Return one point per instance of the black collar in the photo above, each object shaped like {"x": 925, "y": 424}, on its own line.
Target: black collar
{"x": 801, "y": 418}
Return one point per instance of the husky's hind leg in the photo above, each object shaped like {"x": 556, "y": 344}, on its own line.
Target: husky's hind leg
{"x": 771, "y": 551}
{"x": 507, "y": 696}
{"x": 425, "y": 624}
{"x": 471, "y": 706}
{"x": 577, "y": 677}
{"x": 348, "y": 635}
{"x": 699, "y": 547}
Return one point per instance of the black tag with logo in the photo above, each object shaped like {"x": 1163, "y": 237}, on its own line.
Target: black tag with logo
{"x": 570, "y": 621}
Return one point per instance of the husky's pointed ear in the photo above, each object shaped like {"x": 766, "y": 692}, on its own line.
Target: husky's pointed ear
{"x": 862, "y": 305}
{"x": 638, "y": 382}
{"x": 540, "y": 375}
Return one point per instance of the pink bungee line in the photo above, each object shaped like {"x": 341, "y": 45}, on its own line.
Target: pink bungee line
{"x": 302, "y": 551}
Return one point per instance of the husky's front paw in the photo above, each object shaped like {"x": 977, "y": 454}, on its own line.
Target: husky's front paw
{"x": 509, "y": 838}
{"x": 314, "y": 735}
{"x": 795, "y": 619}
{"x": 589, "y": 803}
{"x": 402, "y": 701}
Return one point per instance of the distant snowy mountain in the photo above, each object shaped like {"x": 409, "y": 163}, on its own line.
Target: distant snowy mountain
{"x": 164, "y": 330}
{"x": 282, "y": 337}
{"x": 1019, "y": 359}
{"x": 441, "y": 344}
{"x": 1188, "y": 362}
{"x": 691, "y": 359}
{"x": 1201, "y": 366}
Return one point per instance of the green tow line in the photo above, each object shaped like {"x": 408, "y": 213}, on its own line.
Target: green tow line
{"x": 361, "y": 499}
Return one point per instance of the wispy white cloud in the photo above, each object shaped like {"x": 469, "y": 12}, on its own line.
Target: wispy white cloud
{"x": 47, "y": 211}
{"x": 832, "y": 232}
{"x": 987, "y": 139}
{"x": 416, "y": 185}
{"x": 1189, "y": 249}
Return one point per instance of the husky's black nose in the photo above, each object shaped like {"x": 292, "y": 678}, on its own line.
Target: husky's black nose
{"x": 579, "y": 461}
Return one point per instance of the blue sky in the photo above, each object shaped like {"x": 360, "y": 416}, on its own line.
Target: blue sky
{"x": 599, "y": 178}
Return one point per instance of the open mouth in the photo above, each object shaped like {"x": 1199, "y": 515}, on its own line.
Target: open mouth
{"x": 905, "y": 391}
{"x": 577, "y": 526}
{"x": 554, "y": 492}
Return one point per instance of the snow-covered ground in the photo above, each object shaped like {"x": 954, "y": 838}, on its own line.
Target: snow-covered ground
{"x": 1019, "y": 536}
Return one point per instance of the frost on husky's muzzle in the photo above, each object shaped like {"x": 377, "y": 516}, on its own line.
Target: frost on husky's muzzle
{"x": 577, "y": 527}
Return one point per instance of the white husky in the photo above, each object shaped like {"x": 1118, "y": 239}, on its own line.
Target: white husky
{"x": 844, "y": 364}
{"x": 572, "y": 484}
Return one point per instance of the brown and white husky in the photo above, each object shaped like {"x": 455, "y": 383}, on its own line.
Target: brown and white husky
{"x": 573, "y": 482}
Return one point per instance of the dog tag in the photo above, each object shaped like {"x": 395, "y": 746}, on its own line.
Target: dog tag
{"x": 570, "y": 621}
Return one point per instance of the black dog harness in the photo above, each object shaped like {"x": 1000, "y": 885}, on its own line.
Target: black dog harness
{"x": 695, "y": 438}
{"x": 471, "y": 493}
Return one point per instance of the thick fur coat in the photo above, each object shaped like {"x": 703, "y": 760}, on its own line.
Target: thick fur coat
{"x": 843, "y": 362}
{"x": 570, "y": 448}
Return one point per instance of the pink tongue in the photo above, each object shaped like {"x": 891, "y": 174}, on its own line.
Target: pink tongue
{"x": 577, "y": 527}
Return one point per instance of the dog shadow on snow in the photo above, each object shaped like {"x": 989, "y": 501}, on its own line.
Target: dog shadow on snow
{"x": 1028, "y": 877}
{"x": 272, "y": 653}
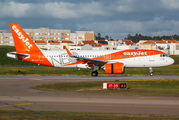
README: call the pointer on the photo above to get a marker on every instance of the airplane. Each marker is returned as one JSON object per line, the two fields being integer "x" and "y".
{"x": 111, "y": 61}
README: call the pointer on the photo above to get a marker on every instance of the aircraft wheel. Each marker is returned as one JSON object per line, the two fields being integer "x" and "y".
{"x": 151, "y": 74}
{"x": 94, "y": 73}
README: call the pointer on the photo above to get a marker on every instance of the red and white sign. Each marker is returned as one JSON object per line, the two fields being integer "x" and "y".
{"x": 114, "y": 85}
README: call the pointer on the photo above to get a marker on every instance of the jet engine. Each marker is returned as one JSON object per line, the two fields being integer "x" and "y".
{"x": 114, "y": 68}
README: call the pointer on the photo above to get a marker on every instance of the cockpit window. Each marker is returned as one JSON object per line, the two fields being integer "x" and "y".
{"x": 163, "y": 55}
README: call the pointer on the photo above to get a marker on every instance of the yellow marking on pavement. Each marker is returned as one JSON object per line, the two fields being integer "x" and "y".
{"x": 148, "y": 97}
{"x": 35, "y": 79}
{"x": 16, "y": 104}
===============
Set exercise | Give back each entry exactly as it appears, with no pictures.

Result of this task |
Return one point per instance of the black collar in the photo above, each object shaped like {"x": 925, "y": 424}, on its own line.
Target: black collar
{"x": 801, "y": 418}
Return one point per instance of the husky's hind leg in the photo above, each object shaped like {"x": 556, "y": 344}, on its own line.
Target: husky's hind leg
{"x": 771, "y": 551}
{"x": 507, "y": 696}
{"x": 425, "y": 624}
{"x": 471, "y": 706}
{"x": 577, "y": 677}
{"x": 348, "y": 635}
{"x": 699, "y": 547}
Return one point per instance of the black tag with logo in the photo above, each object shaped like {"x": 1163, "y": 237}, on its own line.
Target: black tag with logo
{"x": 570, "y": 621}
Return one point per instance of the husky's pointed ear in the photo above, each object shaped like {"x": 766, "y": 692}, on its own line.
Target: husky's pointed ear
{"x": 862, "y": 305}
{"x": 638, "y": 382}
{"x": 540, "y": 375}
Return one point per instance of the pink bungee line in the photo above, each object shaped like {"x": 341, "y": 45}, on its own line.
Target: pink bungee line
{"x": 302, "y": 551}
Return one point per instance of the husky's front paw in the photo above, each object shaped like {"x": 977, "y": 454}, on its own line.
Target: husky's front paw
{"x": 509, "y": 838}
{"x": 314, "y": 735}
{"x": 795, "y": 619}
{"x": 589, "y": 803}
{"x": 402, "y": 701}
Return one point per instance of the distant snowy mountain in the photo above, each object shaped like {"x": 409, "y": 163}, on its own line.
Target: distant snowy mountain
{"x": 164, "y": 330}
{"x": 282, "y": 337}
{"x": 1019, "y": 359}
{"x": 441, "y": 344}
{"x": 1188, "y": 362}
{"x": 691, "y": 359}
{"x": 1201, "y": 366}
Return one point per instance of the green tow line in the photo above, each object shaped like {"x": 408, "y": 213}, on its own line.
Target: green tow line
{"x": 361, "y": 499}
Return one point per instance of the wispy white cloud in the photo above, each object shaped like {"x": 469, "y": 12}, on its own line.
Target: wispy white cloud
{"x": 47, "y": 211}
{"x": 832, "y": 232}
{"x": 987, "y": 139}
{"x": 416, "y": 185}
{"x": 1189, "y": 249}
Return one point per instance of the husky's black nose in the photo above, each object shaped like {"x": 292, "y": 678}, on its own line.
Target: husky's black nose
{"x": 579, "y": 461}
Return one point per instance of the blue sky in the photo above, each object shaped like {"x": 360, "y": 416}, on its own line.
Target: blue sky
{"x": 599, "y": 178}
Return one point per instance of the open mouth in the photo above, each object shaped like {"x": 1199, "y": 515}, on its own line.
Target: open mouth
{"x": 905, "y": 391}
{"x": 577, "y": 526}
{"x": 554, "y": 492}
Return one point per instance of the snow-covered ground in the photo above, each object shaped like {"x": 954, "y": 838}, on its own line.
Target: snow-covered ground
{"x": 1019, "y": 536}
Return one point per instance of the frost on husky's muzzle in the photo above, each object shaped like {"x": 377, "y": 516}, on its own line.
Target: frost on husky's muzzle
{"x": 577, "y": 527}
Return one point per instance of the white husky in the photo above, each object shaped like {"x": 1118, "y": 239}, on its own line.
Target: white husky
{"x": 844, "y": 364}
{"x": 572, "y": 484}
Return one point per instance of the brown and white husky in the photo above, each object shaped like {"x": 455, "y": 383}, on its own line.
Target: brown and white husky
{"x": 573, "y": 482}
Return one point per instance of the dog tag in the photo above, each object shaped like {"x": 395, "y": 746}, on its own line.
Target: dog tag
{"x": 570, "y": 621}
Return one point per instance of the black dog harness in the photo above, each object shaped like {"x": 1000, "y": 885}, on its own line.
Target: black dog harness
{"x": 695, "y": 438}
{"x": 471, "y": 493}
Return one point per instance of the thick fur coat in the photo above, each object shaped like {"x": 703, "y": 760}, on its own line.
Target: thick fur coat
{"x": 843, "y": 362}
{"x": 570, "y": 448}
Return one point per instance of the pink tongue in the photo above, each object shaped like {"x": 891, "y": 174}, on its own line.
Target: pink tongue
{"x": 577, "y": 527}
Return one point per instance of the dog shadow on snow in the photo above, each object shaped like {"x": 989, "y": 501}, on its own line.
Target: dog shadow on snow
{"x": 1028, "y": 877}
{"x": 272, "y": 653}
README: call the pointer on the photo above to get a marker on every instance of the airplane. Each marker is returned as one JSON object per line, the two fields being integer "x" and "y".
{"x": 111, "y": 61}
README: call the pointer on the photo above to get a marker on every instance of the aircraft wheel. Each marker is returned as one JSON object per line, the two fields being integer "x" and "y".
{"x": 151, "y": 74}
{"x": 94, "y": 73}
README: call the pointer on the photo above to get a marker on every instance of the red and white sign. Each marker is returned as one JSON object per line, the two fields being integer "x" and "y".
{"x": 114, "y": 85}
README: call the pointer on the photo above to get a marker on every instance of the jet engine. Each marker is returned as one JSON object per line, the two fields being integer "x" and "y".
{"x": 114, "y": 68}
README: call the pointer on the photo above to get a marker on every instance of the cockpit window. Each marker is returned as one JSON object per line, the two fields being integer "x" and "y".
{"x": 163, "y": 55}
README: call the pointer on the photo above to get a marker on every instance of the yellow marking on pavement. Each marker is returned as one JSON object per line, the two fields being integer "x" and "y".
{"x": 148, "y": 97}
{"x": 35, "y": 79}
{"x": 16, "y": 104}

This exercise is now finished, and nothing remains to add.